- Structure: Regional knockout competition
- Teams: 12
- Winners: Wigan
- Runners-up: Leigh

= 1909–10 Lancashire Cup =

The 1909–10 Lancashire Cup was the fifth year of this regional rugby league competition and for the first time the defending champions retained the trophy as Wigan beat Leigh in the final at Wheater's Field, Broughton, Salford, by 22–5. The attendance at the final was 14,000 and receipts £296.

== Background ==
For the third year there were 12 teams participating in the competitions so four clubs were awarded byes in the first round.

Problems to work on »
**1.** Where was the final of the 1909–10 Lancashire Cup played, according to the Lancashire Cup article?
**2.** Can you quote the Lancashire Cup article from "- Structure: Regional" to "the first round."?
**3.** Does the Lancashire Cup article agree with each statement below? Answer yes or no for each, quoting the words that decide it. (a) Wigan beat Leigh 22–5 in the final. (b) The final drew a crowd of 20,000. (c) The 1909–10 season was the first in which 12 teams took part.

Data section »
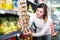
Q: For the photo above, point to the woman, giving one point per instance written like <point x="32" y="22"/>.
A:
<point x="41" y="21"/>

Outputs »
**1.** At Wheater's Field, Broughton, Salford.

**2.**
- Structure: Regional knockout competition
- Teams: 12
- Winners: Wigan
- Runners-up: Leigh

= 1909–10 Lancashire Cup =

The 1909–10 Lancashire Cup was the fifth year of this regional rugby league competition and for the first time the defending champions retained the trophy as Wigan beat Leigh in the final at Wheater's Field, Broughton, Salford, by 22–5. The attendance at the final was 14,000 and receipts £296.

== Background ==
For the third year there were 12 teams participating in the competitions so four clubs were awarded byes in the first round.

**3.**
(a) Yes: "Wigan beat Leigh in the final at Wheater's Field, Broughton, Salford, by 22–5"
(b) No: "The attendance at the final was 14,000"
(c) No: "For the third year there were 12 teams participating in the competitions"